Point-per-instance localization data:
<<<<

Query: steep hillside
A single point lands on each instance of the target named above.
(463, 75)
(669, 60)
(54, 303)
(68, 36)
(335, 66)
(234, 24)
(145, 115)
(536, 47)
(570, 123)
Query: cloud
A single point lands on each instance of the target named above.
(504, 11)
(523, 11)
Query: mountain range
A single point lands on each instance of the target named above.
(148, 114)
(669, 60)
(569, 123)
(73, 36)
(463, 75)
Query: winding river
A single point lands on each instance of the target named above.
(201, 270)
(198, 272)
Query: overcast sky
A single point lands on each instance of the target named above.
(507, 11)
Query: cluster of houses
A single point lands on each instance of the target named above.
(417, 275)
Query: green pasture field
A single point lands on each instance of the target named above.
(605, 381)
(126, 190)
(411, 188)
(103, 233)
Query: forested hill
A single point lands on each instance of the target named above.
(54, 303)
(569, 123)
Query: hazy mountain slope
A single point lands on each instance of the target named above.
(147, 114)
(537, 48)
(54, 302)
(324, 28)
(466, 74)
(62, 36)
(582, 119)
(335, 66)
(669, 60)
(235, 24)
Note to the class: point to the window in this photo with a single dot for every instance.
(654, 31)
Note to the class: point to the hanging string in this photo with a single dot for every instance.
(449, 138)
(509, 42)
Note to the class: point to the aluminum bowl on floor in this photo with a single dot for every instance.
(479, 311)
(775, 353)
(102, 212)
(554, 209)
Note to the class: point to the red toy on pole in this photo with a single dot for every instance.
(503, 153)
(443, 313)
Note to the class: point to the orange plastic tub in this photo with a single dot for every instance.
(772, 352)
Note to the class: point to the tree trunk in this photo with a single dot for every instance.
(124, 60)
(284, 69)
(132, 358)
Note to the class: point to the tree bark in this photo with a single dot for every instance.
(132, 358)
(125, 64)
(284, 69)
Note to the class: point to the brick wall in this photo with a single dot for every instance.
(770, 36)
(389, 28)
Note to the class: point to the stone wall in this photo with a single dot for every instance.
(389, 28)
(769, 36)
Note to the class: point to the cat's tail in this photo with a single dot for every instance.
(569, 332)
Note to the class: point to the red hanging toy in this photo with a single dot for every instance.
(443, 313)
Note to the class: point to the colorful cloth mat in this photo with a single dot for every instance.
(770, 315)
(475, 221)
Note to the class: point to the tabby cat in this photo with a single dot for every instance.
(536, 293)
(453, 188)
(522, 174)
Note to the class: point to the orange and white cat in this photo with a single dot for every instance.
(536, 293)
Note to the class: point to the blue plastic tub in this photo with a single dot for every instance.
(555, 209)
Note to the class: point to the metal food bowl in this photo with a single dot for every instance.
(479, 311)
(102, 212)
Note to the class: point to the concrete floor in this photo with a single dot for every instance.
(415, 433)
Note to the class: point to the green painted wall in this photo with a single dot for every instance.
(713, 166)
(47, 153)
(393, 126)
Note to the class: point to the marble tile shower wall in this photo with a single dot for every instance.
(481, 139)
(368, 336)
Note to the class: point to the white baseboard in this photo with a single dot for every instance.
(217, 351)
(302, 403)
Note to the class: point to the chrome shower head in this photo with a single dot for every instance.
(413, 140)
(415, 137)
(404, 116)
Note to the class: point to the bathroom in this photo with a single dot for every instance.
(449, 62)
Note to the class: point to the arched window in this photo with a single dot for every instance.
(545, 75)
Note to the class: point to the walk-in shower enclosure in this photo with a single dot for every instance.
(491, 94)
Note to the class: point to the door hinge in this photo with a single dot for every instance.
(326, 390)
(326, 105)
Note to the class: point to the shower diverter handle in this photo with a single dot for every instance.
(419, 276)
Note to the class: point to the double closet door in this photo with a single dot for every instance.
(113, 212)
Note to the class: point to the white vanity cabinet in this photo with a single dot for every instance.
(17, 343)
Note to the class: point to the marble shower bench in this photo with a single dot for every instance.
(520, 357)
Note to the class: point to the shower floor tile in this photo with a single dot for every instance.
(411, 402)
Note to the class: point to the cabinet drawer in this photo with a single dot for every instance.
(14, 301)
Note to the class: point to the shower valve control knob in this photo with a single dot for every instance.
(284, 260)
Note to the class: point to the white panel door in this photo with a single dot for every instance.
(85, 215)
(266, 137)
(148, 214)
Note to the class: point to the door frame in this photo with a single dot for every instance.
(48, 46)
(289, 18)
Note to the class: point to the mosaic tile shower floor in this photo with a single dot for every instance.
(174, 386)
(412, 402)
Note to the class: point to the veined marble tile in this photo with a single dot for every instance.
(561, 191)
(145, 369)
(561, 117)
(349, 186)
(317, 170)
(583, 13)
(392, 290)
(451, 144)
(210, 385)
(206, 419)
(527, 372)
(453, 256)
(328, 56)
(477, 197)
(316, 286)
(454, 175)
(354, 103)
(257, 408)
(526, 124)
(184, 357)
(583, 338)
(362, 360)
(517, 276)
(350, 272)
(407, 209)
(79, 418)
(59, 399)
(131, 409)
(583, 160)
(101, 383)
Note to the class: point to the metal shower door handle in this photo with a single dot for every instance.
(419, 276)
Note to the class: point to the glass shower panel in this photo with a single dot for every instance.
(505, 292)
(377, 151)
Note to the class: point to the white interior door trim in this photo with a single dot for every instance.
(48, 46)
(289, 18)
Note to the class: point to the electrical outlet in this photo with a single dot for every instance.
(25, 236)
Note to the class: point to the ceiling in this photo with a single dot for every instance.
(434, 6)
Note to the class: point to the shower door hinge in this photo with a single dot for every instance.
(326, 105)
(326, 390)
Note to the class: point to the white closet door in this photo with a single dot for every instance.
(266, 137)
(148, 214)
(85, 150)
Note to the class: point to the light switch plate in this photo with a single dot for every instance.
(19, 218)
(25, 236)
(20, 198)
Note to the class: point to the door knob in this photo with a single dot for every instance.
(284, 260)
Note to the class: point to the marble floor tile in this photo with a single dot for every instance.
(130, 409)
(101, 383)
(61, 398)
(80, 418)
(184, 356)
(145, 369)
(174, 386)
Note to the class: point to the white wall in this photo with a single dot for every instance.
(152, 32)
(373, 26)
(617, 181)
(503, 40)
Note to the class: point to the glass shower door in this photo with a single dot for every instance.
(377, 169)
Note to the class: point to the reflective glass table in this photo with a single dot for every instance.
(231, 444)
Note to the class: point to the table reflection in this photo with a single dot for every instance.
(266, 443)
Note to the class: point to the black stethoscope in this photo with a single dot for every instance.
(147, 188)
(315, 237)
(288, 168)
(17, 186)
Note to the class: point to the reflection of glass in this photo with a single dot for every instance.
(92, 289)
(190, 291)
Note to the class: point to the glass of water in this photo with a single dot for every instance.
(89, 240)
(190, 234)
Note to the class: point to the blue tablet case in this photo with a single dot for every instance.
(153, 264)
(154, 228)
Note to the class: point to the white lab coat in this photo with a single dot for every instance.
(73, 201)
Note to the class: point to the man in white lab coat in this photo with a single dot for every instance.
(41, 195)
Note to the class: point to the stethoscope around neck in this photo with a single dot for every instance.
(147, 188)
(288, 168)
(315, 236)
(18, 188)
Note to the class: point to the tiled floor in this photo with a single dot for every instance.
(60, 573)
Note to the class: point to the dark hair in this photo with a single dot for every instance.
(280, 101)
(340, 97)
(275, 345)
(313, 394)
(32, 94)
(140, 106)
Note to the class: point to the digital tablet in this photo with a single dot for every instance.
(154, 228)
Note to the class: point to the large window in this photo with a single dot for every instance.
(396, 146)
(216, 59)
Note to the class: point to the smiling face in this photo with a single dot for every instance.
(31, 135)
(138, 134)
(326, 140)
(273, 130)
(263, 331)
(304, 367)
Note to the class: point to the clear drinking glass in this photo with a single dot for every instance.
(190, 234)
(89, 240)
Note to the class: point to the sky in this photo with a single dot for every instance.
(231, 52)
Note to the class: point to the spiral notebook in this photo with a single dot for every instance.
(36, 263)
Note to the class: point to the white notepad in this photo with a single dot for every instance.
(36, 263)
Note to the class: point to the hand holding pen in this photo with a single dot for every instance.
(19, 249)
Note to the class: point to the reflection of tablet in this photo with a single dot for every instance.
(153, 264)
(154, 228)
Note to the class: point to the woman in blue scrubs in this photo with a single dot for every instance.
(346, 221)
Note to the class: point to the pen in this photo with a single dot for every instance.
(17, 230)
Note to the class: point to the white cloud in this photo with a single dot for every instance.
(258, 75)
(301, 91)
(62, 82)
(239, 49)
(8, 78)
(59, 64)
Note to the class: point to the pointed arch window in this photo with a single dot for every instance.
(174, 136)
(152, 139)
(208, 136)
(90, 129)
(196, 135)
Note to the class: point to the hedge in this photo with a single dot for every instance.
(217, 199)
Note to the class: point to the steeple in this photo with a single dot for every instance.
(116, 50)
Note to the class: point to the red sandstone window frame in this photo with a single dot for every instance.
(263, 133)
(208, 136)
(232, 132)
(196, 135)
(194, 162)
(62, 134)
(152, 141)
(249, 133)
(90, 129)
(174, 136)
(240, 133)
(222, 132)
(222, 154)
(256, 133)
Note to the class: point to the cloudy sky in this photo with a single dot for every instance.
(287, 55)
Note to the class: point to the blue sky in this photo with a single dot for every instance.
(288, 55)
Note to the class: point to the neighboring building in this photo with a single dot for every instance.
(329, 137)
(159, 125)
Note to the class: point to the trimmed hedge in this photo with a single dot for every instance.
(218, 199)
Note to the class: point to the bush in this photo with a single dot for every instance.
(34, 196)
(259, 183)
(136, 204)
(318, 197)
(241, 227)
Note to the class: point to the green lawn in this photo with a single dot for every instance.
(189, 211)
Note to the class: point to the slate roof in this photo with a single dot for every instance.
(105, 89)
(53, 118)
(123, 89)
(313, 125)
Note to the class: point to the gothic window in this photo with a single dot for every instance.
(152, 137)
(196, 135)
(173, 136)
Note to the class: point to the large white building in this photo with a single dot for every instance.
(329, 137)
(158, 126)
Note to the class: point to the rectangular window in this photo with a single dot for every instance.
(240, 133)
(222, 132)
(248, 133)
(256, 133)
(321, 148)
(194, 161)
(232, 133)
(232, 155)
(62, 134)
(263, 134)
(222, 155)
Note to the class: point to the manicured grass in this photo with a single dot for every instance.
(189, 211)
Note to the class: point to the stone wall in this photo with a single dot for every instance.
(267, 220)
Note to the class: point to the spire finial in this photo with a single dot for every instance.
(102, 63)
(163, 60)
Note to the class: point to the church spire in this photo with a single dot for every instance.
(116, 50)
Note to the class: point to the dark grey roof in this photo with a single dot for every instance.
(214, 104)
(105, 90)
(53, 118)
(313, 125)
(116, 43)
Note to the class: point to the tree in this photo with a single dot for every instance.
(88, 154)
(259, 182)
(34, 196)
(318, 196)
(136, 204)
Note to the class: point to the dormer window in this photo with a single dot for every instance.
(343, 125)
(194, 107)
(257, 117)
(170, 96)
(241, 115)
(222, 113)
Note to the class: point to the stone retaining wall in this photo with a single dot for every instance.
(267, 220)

>>>>

## YOUR OBJECTIVE
Return the lines above that include the string "Query".

## ANSWER BOX
Query: steep hillside
Query: cloud
Query: mountain range
Query: winding river
Query: overcast sky
Query: cluster of houses
Query: green pasture field
Query: forested hill
Query: hazy mountain slope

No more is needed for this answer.